[Entries taken from a collection]
-- Opening Marker --
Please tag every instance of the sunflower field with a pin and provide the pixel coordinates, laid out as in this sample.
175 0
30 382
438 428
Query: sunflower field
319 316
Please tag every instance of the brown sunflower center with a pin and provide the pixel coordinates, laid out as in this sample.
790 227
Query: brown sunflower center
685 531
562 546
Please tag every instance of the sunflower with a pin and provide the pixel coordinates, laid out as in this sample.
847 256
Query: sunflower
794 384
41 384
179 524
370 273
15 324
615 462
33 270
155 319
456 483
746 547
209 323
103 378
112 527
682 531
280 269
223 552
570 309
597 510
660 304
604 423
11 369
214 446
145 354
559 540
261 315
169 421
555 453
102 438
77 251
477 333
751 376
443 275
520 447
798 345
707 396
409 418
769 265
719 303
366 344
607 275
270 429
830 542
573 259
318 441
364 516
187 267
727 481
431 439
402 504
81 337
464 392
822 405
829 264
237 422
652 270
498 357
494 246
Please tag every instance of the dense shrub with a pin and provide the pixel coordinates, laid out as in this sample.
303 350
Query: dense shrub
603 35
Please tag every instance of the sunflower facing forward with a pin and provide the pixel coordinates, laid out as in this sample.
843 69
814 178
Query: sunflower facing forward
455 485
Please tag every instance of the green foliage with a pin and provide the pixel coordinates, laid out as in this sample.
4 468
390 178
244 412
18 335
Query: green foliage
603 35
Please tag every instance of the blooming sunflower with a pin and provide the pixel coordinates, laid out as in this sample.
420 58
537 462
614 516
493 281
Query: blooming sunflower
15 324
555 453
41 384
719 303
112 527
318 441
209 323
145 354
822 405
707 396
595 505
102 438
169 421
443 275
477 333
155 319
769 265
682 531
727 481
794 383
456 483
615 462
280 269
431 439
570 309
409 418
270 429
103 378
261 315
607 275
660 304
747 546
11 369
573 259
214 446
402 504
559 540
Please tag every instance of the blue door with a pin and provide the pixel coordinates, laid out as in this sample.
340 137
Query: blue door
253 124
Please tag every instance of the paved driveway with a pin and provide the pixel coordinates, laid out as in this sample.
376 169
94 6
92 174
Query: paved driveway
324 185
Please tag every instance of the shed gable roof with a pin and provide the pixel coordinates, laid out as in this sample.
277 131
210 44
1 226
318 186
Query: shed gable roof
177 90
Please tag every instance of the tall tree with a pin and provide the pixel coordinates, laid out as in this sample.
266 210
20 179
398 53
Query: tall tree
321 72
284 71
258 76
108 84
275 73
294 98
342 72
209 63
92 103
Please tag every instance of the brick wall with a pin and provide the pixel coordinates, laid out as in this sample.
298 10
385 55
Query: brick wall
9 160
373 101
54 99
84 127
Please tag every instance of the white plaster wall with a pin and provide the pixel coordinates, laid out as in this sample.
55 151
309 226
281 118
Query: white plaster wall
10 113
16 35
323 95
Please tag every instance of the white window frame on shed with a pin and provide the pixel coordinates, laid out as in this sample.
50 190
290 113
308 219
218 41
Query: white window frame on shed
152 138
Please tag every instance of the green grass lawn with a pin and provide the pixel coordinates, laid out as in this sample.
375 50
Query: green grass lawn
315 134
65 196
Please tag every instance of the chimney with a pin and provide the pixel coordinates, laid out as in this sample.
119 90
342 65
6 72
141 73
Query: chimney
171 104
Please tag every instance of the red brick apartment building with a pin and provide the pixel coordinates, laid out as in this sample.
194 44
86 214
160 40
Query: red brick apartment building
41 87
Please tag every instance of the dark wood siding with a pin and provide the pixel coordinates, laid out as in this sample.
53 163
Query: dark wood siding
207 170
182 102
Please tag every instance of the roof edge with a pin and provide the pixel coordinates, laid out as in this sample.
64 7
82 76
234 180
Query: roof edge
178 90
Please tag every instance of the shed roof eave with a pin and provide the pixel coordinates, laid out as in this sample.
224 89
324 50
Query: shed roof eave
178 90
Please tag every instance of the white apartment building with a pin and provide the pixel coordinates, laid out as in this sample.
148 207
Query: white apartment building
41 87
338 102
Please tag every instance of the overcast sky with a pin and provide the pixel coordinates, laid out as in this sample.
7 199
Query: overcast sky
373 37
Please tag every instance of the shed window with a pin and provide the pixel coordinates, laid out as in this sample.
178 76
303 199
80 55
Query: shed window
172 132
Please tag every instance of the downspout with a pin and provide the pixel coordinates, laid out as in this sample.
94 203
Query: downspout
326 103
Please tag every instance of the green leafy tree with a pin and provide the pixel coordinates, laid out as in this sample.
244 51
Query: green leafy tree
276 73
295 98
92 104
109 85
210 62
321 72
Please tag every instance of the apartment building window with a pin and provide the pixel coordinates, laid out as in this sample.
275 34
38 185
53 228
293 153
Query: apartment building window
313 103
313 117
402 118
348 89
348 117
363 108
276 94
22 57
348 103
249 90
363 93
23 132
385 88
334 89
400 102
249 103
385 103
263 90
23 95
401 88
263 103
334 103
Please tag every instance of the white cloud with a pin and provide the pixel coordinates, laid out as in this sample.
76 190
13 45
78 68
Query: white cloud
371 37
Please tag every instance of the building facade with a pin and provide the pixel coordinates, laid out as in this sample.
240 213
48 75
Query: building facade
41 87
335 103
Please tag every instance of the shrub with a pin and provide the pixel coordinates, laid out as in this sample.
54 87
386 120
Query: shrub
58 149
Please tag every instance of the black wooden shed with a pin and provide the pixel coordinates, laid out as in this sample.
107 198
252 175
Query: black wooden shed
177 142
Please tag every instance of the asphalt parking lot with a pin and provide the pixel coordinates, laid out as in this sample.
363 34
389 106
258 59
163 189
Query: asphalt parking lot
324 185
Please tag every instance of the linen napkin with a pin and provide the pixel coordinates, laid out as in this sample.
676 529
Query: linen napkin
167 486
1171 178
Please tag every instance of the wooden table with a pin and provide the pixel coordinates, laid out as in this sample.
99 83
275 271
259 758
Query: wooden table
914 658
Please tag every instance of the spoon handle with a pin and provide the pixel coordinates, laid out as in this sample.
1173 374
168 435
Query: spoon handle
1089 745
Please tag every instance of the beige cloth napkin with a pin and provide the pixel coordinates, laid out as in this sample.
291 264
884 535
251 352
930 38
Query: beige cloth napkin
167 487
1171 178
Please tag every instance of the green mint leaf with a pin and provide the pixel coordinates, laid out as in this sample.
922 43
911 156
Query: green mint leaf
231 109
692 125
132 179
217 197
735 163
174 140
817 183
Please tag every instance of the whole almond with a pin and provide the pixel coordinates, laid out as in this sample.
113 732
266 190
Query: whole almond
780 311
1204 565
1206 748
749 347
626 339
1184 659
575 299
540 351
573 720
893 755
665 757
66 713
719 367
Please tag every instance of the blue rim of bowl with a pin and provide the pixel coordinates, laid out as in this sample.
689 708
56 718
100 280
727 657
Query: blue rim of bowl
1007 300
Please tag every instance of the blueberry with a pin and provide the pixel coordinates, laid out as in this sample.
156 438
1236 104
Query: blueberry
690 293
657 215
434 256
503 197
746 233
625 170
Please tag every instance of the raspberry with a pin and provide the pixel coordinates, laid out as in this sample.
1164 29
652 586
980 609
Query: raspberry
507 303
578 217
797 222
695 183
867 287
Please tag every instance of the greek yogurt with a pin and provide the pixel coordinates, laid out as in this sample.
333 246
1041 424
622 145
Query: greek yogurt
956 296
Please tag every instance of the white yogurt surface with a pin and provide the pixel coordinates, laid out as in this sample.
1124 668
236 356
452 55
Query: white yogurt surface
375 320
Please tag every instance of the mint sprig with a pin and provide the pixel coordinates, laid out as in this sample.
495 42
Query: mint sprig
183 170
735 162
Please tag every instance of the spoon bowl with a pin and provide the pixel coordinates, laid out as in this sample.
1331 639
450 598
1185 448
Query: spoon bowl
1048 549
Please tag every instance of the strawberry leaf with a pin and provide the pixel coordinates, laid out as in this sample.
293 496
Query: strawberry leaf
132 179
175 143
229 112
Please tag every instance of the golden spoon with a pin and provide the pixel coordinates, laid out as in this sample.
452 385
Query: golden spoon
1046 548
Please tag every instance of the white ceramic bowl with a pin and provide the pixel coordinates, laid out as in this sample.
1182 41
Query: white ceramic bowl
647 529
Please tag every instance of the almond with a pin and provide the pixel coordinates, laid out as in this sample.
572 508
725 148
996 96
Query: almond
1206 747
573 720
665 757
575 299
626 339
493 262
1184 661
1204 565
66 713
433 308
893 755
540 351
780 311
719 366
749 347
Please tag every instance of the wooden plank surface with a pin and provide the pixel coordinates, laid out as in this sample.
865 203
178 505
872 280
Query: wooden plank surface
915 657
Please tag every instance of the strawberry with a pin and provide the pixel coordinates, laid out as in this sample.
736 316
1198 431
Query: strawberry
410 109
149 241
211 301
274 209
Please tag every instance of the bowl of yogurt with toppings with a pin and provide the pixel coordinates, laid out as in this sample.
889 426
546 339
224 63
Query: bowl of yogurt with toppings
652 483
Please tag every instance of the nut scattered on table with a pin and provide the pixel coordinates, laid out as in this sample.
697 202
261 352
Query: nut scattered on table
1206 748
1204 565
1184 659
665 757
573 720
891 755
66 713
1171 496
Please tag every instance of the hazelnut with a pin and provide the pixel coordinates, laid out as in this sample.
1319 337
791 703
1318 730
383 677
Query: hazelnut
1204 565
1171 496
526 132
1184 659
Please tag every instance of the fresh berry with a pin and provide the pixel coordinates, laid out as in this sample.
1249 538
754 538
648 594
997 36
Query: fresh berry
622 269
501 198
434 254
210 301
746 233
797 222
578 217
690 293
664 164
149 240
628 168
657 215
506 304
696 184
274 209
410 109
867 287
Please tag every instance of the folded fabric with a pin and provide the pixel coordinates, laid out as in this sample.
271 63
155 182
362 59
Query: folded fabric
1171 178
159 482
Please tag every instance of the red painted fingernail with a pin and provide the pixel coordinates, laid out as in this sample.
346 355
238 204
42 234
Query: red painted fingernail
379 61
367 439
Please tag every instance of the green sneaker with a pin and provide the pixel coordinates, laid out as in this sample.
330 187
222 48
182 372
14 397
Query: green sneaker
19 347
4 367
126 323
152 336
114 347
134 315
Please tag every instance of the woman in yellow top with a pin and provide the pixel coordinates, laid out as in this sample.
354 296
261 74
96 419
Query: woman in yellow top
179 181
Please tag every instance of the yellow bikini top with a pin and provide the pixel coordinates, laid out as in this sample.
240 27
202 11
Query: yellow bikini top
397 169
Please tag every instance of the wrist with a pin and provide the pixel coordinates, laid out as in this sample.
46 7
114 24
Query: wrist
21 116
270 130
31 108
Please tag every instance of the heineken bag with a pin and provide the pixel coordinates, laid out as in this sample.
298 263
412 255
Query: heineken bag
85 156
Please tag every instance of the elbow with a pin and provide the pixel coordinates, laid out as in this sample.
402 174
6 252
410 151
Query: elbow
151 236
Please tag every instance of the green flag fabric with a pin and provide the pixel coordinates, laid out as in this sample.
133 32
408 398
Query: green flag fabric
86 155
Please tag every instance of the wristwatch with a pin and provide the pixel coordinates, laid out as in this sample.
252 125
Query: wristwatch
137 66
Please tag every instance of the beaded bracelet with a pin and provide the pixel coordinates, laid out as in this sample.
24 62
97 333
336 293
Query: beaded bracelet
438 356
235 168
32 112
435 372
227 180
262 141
-- Closing Marker --
** Directions for this task **
What you return should be exactly the lines above, starting at the one with "Please tag every instance of the white ceramic" and ending at the one with "Please tag every instance of the strawberry with", and nothing else.

** Solution for this exercise **
Please tag every instance of the white ceramic bowl with a pin and provide the pixel coordinates, laid out as in this sample.
1182 41
Query: white ceramic bowl
647 529
Please tag every instance of the almond with a pin and provide the pixel coordinates, laid out as in this sample.
572 508
725 148
996 96
Query: almond
1206 747
573 720
665 757
575 299
626 339
493 262
1184 661
1204 565
66 713
433 308
893 755
540 351
780 311
719 366
749 347
Please tag every instance of the wooden plank surface with a pin and provide the pixel coordinates, laid out as in this sample.
865 203
178 505
872 280
Query: wooden plank surface
915 657
Please tag every instance of the strawberry with a pin and provide the pixel coordinates, laid out as in this sample.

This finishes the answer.